● **STATED EXERCISE**: In the mailing-list reply below, rewrite the paragraph beginning "Second if a pipeline has been used" as a short bulleted list that keeps its main facts.

● **TEXT EXTRACT**:
********************
[Top][All Lists]

[Date Prev][Date Next][Thread Prev][Thread Next][Date Index][Thread Index]

Re: [PATCH 2/2] remote: Fix a stuck remote call pipeline causing testing

From: Jacob Bachmeyer
Subject: Re: [PATCH 2/2] remote: Fix a stuck remote call pipeline causing testing to hang
Date: Wed, 20 May 2020 21:14:46 -0500
User-agent: Mozilla/5.0 (X11; U; Linux x86_64; en-US; rv: Gecko/20090807 MultiZilla/ SeaMonkey/1.1.17 Mnenhy/

Maciej W. Rozycki wrote:

So the solution to the problem is twofold. First pending force-kills are not killed after `wait' if there are more than one PID in the list passed to `close_wait_program'. This follows the observation that if there was only one PID on the list, then the process must have been created directly by `spawn' rather than by assigning a spawn ID to a pipeline and the return from `wait' would mean the process associated with the PID must have already been cleaned up after, so it is only when there are more there is a possibility any may have been left behind live.

Why are some cases assigning a spawn ID to a pipeline and others directly using spawn?

Second if a pipeline has been used, then the channel associated with the pipeline is set to the nonblocking mode in case any of the processes that may have left live is stuck in the noninterruptible sleep (aka D) state. Such a process would necessarily ignore even SIGKILL so long as it remains in that state and would cause wait(2) called by `close' to hang possibly indefinitely, and we want the testsuite to proceed rather than hang even in bad circumstances.

This amounts to leaking PIDs but should be tolerable since the condition causing it is abnormal and external to the testsuite.
********************
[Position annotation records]
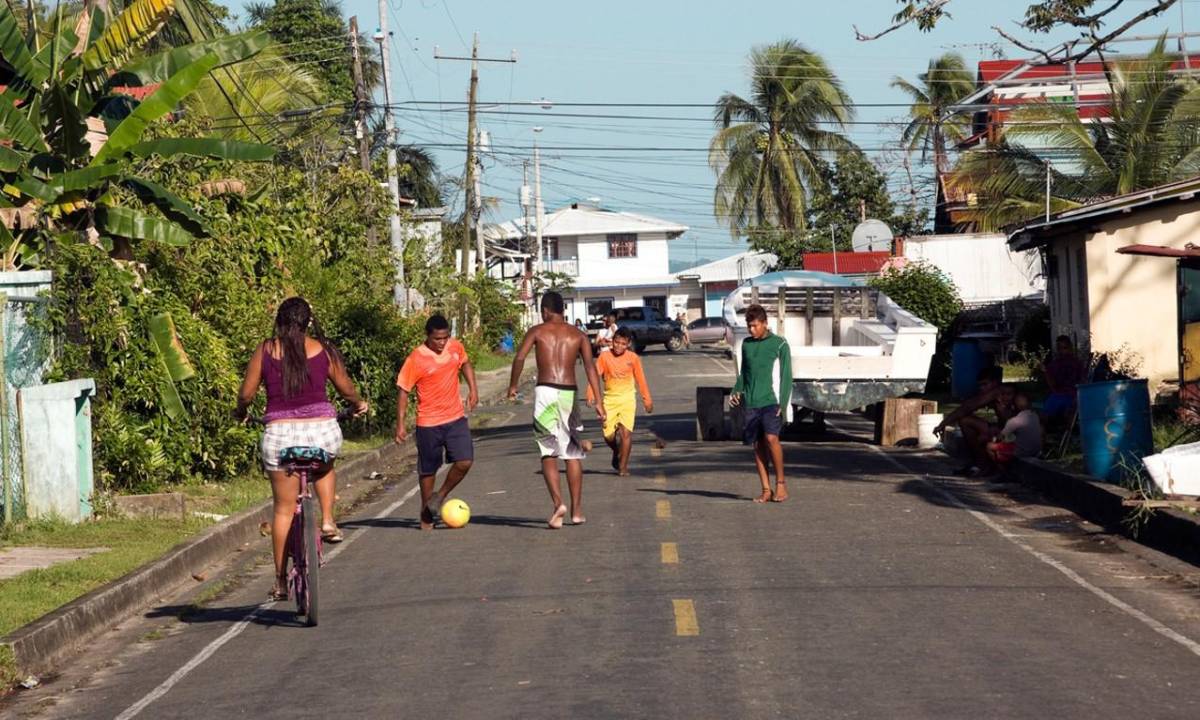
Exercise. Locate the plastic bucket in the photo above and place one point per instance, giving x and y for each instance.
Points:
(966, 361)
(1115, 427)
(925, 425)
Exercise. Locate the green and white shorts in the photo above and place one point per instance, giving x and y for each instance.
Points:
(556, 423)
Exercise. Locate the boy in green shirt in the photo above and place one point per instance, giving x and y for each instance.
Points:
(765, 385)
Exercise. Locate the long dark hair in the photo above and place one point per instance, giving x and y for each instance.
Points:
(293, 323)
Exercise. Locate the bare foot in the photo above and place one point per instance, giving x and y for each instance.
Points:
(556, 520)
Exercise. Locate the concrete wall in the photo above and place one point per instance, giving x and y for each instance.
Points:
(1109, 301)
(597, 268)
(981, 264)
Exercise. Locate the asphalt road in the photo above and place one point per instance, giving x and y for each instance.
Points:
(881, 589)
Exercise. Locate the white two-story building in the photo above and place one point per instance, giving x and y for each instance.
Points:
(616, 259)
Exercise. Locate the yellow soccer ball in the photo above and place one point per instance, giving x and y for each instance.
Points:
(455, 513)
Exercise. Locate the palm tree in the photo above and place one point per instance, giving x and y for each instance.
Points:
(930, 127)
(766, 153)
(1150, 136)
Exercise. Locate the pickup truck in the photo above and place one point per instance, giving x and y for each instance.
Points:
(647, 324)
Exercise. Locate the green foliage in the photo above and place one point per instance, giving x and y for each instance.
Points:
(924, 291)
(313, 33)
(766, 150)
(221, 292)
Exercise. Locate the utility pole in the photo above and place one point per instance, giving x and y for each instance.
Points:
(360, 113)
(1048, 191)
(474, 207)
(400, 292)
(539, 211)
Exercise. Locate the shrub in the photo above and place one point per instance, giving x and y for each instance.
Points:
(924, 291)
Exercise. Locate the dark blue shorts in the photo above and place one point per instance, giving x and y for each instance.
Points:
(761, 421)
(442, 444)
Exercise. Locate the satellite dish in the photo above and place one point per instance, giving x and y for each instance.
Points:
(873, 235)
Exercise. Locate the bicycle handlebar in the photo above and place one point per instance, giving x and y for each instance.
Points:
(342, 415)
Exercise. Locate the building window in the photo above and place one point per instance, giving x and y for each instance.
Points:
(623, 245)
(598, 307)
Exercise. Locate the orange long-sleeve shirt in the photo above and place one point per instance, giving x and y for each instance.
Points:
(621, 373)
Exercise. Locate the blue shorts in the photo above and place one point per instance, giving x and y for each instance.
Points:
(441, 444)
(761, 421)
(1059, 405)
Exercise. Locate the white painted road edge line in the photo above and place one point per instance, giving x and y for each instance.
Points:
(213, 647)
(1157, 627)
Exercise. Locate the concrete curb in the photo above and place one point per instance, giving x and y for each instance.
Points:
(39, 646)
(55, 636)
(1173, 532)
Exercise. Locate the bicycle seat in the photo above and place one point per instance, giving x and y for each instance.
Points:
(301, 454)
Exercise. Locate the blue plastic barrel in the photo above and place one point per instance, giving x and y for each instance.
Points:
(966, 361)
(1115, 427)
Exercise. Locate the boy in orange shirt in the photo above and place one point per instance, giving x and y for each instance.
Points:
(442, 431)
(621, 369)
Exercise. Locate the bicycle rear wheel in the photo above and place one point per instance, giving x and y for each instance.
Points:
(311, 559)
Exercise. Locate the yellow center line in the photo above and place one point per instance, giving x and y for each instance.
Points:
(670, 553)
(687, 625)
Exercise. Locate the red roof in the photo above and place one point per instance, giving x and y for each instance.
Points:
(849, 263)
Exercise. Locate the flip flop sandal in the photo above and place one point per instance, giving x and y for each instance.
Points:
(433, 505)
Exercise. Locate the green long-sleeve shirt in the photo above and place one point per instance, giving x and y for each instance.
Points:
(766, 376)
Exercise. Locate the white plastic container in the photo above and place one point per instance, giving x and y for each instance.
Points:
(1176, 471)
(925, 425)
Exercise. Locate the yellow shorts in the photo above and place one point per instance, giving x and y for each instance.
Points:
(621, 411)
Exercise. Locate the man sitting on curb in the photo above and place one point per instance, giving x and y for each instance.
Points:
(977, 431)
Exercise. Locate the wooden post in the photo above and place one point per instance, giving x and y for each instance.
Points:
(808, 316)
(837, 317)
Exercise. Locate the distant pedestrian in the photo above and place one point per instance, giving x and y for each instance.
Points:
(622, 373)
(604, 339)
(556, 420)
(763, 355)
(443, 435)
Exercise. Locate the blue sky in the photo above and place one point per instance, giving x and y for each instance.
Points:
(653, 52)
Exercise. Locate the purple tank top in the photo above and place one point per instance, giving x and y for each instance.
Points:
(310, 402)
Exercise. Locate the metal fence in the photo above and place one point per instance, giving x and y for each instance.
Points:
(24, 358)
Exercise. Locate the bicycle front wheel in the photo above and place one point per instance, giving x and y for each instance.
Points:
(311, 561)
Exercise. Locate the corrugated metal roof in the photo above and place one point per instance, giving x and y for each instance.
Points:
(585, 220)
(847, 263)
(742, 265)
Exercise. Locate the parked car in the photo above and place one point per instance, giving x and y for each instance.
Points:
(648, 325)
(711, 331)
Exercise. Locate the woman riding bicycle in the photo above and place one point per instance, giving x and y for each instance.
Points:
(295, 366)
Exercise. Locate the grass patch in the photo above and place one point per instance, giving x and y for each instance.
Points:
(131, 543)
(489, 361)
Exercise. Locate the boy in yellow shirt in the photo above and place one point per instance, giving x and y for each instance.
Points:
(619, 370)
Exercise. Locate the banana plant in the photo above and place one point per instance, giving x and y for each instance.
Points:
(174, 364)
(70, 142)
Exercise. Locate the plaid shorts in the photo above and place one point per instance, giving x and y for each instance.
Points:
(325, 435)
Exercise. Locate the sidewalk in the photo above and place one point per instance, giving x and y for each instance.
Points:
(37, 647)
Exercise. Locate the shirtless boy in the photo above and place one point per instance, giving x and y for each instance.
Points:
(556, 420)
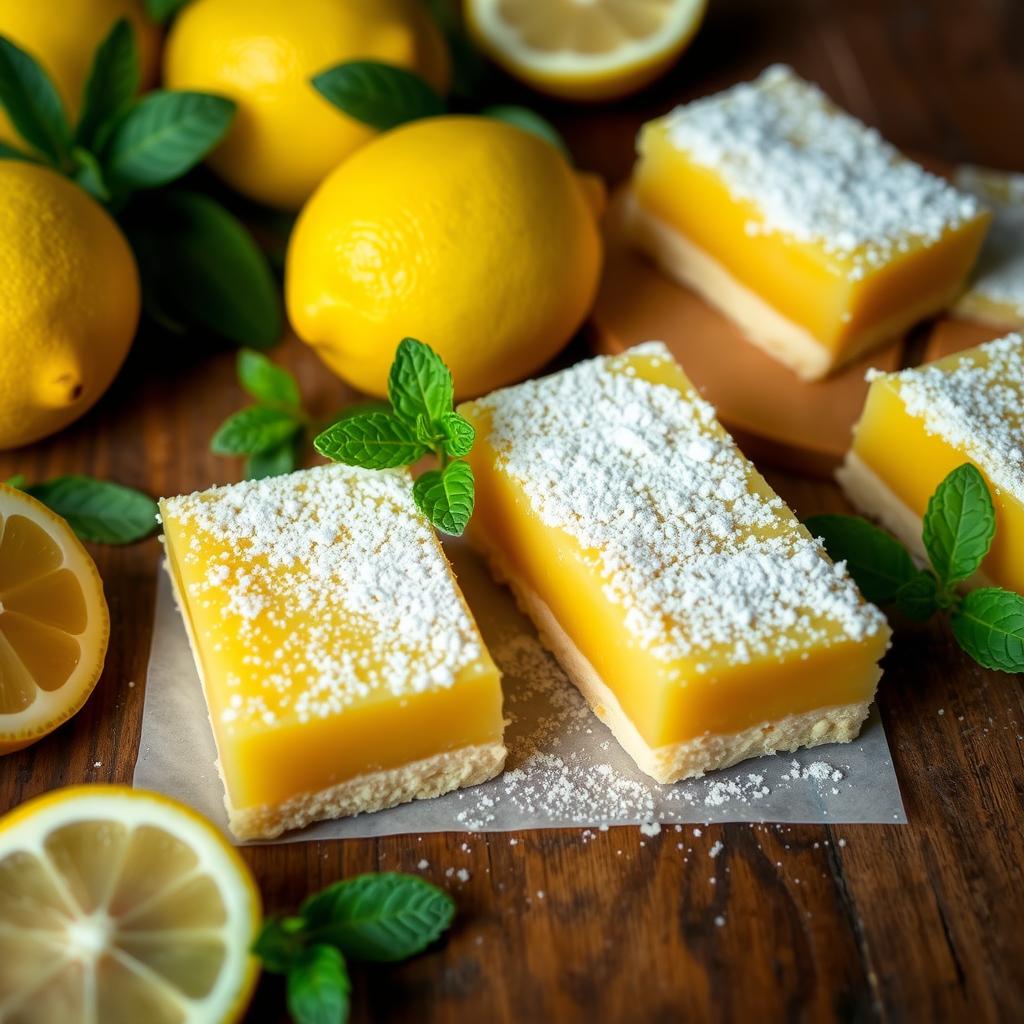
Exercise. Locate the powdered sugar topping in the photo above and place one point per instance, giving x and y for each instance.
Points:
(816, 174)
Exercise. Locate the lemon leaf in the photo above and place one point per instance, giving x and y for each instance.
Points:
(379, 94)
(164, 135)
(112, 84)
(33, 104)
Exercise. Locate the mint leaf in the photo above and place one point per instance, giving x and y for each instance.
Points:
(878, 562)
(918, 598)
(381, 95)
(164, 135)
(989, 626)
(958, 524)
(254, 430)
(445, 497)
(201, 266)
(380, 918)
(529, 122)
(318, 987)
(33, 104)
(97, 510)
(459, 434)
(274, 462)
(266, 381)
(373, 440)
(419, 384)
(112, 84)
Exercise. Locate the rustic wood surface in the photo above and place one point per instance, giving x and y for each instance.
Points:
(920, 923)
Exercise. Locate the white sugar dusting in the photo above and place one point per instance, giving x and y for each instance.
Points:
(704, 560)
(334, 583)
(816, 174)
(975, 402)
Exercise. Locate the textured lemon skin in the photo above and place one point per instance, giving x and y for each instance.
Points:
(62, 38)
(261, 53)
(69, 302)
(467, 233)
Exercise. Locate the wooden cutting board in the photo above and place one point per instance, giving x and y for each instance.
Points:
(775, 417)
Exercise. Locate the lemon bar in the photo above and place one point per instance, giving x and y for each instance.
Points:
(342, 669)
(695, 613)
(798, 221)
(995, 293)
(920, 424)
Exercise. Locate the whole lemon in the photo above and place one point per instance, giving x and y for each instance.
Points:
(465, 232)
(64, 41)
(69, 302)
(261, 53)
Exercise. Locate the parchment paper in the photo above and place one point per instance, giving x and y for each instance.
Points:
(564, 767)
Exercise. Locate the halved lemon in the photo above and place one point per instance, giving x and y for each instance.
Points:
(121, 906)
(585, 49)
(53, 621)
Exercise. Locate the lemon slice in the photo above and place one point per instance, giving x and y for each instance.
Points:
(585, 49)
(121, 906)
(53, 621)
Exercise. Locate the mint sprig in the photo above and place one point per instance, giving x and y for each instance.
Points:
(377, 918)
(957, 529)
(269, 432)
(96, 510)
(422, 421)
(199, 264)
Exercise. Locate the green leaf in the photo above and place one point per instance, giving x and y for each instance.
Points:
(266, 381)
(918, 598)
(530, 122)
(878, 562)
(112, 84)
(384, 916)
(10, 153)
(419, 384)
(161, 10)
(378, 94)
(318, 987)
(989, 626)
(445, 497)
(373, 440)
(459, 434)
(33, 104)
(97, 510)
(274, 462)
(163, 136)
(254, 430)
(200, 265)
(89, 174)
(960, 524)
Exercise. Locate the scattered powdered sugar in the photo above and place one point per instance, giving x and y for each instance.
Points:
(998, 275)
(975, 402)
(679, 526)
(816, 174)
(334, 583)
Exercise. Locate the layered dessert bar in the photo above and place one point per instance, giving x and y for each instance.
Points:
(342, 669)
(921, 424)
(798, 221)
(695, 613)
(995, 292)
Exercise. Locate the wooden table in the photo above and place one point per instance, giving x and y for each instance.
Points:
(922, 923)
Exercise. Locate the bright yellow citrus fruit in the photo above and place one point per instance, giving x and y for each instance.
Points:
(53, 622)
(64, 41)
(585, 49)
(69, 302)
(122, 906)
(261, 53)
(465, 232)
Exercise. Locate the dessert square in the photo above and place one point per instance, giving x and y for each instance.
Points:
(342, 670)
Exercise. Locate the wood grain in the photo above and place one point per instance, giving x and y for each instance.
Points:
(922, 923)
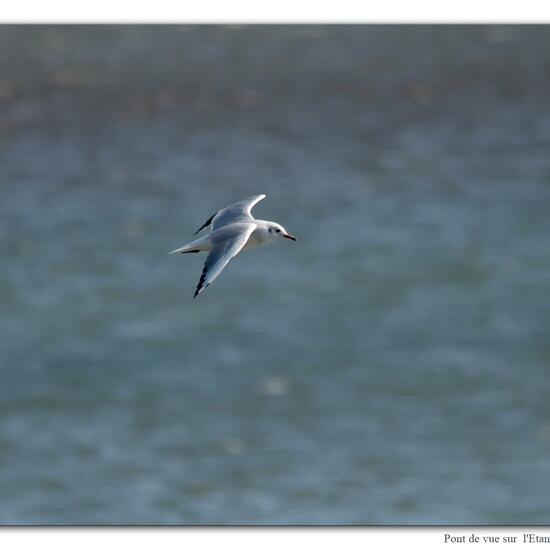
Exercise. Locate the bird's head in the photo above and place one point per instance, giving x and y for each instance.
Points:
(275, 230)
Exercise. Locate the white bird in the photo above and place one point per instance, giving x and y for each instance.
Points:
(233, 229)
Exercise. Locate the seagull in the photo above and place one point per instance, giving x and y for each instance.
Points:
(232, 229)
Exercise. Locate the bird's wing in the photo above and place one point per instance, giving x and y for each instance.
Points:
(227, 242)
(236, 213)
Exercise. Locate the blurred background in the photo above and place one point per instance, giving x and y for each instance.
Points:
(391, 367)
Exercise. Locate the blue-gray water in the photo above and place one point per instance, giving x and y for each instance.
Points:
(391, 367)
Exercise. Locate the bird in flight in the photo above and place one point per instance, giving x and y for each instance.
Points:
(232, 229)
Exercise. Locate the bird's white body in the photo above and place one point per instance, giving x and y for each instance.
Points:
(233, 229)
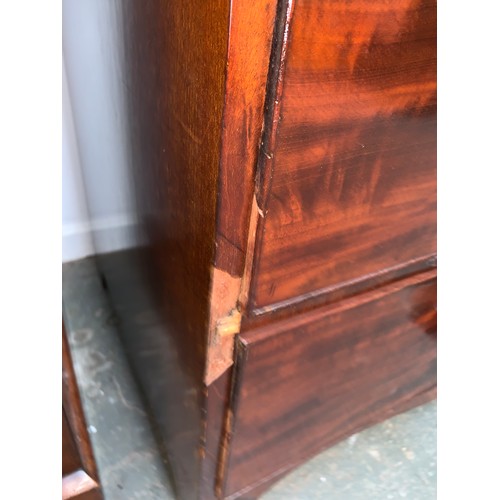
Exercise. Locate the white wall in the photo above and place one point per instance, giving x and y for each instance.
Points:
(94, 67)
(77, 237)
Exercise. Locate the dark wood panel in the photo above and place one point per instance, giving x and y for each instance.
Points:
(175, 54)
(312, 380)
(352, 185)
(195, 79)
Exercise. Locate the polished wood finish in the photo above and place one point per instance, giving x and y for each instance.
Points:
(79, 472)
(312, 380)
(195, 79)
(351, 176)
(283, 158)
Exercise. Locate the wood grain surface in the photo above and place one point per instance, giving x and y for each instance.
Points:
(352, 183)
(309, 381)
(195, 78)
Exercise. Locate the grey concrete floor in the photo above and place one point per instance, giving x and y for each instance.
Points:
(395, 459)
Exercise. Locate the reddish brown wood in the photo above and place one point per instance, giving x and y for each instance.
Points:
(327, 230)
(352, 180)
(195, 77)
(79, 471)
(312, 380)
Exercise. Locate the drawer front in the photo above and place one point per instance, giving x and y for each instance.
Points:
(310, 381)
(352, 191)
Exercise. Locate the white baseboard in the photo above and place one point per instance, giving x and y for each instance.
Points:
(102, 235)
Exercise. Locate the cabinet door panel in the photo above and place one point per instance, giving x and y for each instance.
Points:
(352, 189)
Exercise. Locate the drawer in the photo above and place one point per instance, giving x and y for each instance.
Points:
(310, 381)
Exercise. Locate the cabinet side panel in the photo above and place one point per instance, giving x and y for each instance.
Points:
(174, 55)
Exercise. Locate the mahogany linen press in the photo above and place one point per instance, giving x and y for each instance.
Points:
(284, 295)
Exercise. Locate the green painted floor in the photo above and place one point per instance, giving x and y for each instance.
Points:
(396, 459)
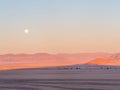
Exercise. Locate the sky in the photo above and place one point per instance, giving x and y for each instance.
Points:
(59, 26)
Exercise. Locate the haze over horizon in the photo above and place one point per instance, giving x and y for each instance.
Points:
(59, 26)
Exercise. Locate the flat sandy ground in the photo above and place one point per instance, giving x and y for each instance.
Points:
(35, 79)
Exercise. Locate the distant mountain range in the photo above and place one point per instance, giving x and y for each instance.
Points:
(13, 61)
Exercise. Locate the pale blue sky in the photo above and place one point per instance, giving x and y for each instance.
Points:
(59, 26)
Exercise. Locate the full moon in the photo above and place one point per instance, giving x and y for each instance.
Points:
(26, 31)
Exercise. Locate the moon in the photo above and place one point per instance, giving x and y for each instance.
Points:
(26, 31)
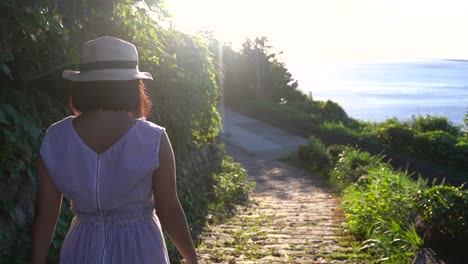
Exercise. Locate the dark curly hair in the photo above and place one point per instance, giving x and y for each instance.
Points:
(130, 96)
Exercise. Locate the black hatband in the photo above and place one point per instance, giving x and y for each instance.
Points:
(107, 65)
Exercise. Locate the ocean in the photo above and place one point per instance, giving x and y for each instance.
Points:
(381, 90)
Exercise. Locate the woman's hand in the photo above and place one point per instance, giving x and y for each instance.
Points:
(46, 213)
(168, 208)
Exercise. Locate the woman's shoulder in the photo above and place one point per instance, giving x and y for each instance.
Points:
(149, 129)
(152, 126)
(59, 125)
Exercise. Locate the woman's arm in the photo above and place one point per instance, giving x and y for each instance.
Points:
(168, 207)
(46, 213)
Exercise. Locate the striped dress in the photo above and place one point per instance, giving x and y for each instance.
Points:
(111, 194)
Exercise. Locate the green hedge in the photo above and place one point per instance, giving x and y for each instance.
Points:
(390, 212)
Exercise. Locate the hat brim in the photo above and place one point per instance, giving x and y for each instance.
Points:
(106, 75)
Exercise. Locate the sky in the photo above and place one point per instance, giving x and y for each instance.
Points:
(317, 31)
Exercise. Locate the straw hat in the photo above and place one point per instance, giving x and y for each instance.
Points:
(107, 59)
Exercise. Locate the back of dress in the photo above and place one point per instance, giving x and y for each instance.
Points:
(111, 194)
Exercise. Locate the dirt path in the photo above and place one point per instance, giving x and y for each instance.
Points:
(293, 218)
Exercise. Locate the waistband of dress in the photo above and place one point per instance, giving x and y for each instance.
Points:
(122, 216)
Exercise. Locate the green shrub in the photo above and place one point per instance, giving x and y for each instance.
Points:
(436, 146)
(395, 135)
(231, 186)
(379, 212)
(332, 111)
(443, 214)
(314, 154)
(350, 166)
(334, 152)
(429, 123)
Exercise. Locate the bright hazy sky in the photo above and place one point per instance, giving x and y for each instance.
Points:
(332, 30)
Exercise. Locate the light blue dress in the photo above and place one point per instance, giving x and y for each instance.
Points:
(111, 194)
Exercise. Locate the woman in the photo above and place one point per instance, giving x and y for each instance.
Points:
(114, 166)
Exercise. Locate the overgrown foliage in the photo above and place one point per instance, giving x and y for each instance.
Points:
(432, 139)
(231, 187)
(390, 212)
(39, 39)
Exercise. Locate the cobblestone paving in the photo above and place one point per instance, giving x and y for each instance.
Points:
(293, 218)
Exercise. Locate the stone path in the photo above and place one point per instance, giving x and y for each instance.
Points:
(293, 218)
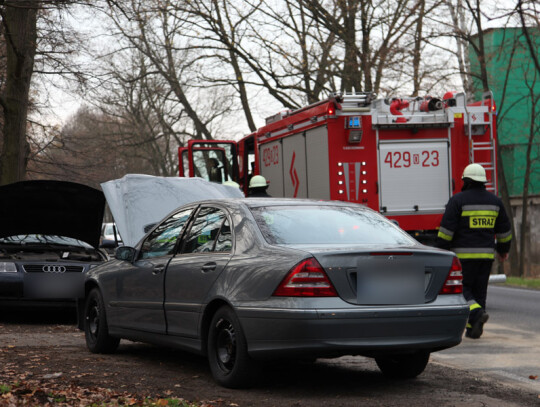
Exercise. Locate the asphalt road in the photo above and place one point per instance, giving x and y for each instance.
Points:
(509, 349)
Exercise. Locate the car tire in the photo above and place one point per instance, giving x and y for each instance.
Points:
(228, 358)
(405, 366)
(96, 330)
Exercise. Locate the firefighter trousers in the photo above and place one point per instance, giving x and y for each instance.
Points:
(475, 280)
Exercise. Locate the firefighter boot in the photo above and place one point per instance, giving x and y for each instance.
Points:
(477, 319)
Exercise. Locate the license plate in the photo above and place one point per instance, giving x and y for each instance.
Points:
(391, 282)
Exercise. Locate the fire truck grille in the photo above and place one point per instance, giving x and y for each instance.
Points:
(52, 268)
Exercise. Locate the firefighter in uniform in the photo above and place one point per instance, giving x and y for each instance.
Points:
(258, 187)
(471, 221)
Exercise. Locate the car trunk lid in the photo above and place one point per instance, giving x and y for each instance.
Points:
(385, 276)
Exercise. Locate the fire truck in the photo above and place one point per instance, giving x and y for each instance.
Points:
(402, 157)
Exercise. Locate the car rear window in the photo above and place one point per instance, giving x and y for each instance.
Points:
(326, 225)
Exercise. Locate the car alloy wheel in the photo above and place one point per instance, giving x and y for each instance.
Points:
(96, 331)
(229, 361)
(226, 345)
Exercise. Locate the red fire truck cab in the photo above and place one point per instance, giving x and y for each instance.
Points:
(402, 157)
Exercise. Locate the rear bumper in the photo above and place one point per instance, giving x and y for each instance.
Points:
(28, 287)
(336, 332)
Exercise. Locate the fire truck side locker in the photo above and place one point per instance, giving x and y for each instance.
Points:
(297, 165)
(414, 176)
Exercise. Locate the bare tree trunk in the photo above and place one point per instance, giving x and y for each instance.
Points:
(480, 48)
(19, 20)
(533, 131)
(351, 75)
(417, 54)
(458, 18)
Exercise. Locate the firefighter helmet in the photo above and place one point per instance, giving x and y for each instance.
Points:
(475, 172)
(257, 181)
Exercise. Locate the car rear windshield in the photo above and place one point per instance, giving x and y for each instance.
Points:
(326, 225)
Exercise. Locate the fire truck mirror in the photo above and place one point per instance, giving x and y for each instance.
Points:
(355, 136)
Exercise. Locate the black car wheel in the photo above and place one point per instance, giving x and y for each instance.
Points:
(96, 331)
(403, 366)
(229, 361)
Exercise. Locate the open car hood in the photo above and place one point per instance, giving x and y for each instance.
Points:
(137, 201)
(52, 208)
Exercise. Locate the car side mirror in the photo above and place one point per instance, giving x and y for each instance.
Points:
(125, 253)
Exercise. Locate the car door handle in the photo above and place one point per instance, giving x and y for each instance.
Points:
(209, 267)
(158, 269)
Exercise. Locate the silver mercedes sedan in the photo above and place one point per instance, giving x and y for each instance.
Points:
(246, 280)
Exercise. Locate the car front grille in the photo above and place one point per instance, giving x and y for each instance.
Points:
********************
● **RESULT OF THE EXERCISE**:
- If a pipeline has been used, its channel is set to nonblocking mode.
- This guards against any process left live being stuck in noninterruptible sleep (the D state).
- While in that state, such a process ignores even SIGKILL.
- It would make wait(2), called by `close', hang, possibly indefinitely.
- The aim is for the testsuite to proceed rather than hang, even in bad circumstances.